→ **Supplied passage**:
################
Marijuana Grower's Handbook

by Ed Rosenthal

  The word cannabis is an ancient one, dating back past Latin and Greek to Thracian or Scythian times. Scholars have even identified ancient Biblical references to a plant known as ‘kaneh-bos’ as early as the 15th century B.C.

  As the contemporary name of a type of plant, Cannabis Sativa Linnaeus (L.) was formally conferred in 1753 by Carolus Linnaeas in his famous taxonomy. Linnaeas, who devised the modern system for classifying and naming species, concluded that the genus Cannabis sativa had but one species, which bears the same botanical name. The genus is currently classified as belonging to the Cannabaceae family, which also includes hops (Humulus sp.). Modern phylogenetic studies and gene sequencing indicate that Cannabis sativa L. is more properly considered part of the Celtidaceae branch, which also includes the many species of Hackberrry tree, and that the two families should be merged to form a single group descended from a common ancestor. This would not be the first time that Cannabis sativa L. has been reclassified, as it was formerly categorized as part of the Nettle (Urticaceae) or Mulberry (Moraceae) family.

  There has been a similar evolution of thinking on how many species of Cannabis sativa L. should be recognized. In 1785, soon after Linnaeus identified it as a single species, the influential biologist Jean-Baptiste de Lamarck claimed the plant he found in India should be classified as a separate species, which he named Cannabis indica. This name would be included in various pharmacopoeias to designate cannabis plants that are suitable for the manufacture of medicinal preparations.

  In the 19th century, other botanists proposed separate species classifications for cannabis plants indigenous to China and Vietnam. But by the 20th century, difficulty with definitively distinguishing between any of them had led most botanists to conclude, as Linnaeus did, that all cannabis plants belong to a single species. Certainly all cannabis plants satisfy one of the chief criteria of a species: they can interbreed. There are different ways to define a species. Wide disparities in cannabis plants’ geographic location and primary characteristics have led many to argue that three species should be recognized, based on whether they are cultivated primarily for fiber (sativa) or drugs (indica), or grow wild (ruderalis).

  Cannabis ruderalis is probably the progenitor wild variety. The alleles or genetic traits of ruderlis are mostly dominant, indicating that the competing traits are probably mutations. For instance, flowering in ruderalis begins soon after germination and is not dependent on the length of daylight; this characteristic dominates crosses.

  1. Male flower bract

  2. Female flower bract

  3. Male flower

  4. Bunch of male flowers

  5. Unfertilized female flower

  6.-9. Maturing seed

  10. Mature seed in perianth

  11. Mature seed

  12. Cutaway of seed showing embryo

  SCIENTIFIC CLASSIFICATION

  Kingdom: Plantae

  Division: Magnoliophyta

  Class: Magnoliopsida

  Order: Rosales

  Family: Cannabaceae

  Genus: Cannabis

  Formal Botanical Description

  Cannabis is an annual, dioecious, flowering herb. The leaves have serrated leaflets. The first pair of leaves usually have a single leaflet, the number gradually increasing up to a maximum of about thirteen leaflets per leaf (usually seven or nine), depending on variety and growing conditions. At the top of a flowering plant, this number again diminishes to a single leaflet per leaf. The lower leaf pairs usually occur in an opposite leaf arrangement and the upper leaf pairs in an alternate arrangement on the main stem of a mature plant.
################
→ **Information supplied**:
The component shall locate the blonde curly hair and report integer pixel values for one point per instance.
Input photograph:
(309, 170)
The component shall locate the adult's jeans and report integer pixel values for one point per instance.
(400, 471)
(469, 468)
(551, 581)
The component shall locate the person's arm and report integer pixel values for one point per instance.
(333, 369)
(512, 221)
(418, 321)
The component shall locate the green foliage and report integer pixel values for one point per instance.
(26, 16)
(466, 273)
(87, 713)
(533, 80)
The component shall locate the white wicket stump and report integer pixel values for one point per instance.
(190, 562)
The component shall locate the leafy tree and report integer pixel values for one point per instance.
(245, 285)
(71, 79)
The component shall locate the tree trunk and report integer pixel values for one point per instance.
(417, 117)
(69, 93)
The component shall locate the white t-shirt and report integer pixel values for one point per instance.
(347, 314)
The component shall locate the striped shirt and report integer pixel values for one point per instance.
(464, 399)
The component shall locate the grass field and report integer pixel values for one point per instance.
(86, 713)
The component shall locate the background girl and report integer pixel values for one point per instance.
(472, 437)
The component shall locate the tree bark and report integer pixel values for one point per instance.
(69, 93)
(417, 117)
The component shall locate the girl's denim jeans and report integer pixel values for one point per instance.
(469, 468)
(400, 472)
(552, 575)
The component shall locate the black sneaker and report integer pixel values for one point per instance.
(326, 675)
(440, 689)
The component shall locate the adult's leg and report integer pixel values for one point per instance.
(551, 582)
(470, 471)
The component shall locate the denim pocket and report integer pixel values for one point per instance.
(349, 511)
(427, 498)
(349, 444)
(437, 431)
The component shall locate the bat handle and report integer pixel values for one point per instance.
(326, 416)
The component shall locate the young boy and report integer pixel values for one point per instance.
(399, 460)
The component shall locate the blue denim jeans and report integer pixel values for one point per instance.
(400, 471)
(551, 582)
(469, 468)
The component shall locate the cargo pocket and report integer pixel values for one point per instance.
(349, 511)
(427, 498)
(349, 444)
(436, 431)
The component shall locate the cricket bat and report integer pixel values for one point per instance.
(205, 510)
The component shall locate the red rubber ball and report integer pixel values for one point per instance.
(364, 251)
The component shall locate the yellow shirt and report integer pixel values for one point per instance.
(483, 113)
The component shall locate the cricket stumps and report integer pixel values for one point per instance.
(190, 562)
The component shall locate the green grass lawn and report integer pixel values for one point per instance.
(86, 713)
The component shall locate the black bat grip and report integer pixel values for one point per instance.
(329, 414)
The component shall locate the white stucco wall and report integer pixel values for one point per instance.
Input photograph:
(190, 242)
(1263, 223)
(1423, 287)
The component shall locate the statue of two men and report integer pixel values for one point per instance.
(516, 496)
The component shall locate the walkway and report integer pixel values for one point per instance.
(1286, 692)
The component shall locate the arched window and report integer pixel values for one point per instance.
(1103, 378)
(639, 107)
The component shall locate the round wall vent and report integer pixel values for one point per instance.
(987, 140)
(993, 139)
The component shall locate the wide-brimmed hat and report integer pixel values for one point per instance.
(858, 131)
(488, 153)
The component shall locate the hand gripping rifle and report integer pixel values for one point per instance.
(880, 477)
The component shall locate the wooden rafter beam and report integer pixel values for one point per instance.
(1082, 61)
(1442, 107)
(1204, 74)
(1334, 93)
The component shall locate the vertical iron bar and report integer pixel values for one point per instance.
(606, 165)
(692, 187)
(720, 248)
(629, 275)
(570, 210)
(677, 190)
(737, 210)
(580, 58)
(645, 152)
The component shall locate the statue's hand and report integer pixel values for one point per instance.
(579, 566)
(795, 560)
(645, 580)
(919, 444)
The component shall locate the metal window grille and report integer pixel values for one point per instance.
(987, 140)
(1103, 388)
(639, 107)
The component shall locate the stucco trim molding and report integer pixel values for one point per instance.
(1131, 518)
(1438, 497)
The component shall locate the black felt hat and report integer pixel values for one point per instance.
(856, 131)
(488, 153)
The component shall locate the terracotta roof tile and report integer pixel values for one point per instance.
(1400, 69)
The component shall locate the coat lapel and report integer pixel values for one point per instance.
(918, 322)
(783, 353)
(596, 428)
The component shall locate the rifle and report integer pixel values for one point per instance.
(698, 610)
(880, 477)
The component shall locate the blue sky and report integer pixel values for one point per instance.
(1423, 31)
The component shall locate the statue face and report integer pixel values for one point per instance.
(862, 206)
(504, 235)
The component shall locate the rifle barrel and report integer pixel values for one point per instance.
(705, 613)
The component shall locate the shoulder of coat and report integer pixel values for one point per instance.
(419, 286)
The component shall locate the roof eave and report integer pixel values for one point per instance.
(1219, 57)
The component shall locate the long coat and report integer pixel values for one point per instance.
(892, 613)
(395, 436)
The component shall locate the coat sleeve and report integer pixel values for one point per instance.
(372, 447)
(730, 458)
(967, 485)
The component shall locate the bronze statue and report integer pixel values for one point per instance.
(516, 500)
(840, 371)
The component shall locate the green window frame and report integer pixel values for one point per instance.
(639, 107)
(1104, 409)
################
→ **What needs to be done**: Reproduce the part of the cannabis passage starting with "Class: Magnoliopsida" and going on through "a mature plant.", word for word. The data has no connection to the cannabis passage.

→ **Answer section**:
Class: Magnoliopsida

  Order: Rosales

  Family: Cannabaceae

  Genus: Cannabis

  Formal Botanical Description

  Cannabis is an annual, dioecious, flowering herb. The leaves have serrated leaflets. The first pair of leaves usually have a single leaflet, the number gradually increasing up to a maximum of about thirteen leaflets per leaf (usually seven or nine), depending on variety and growing conditions. At the top of a flowering plant, this number again diminishes to a single leaflet per leaf. The lower leaf pairs usually occur in an opposite leaf arrangement and the upper leaf pairs in an alternate arrangement on the main stem of a mature plant.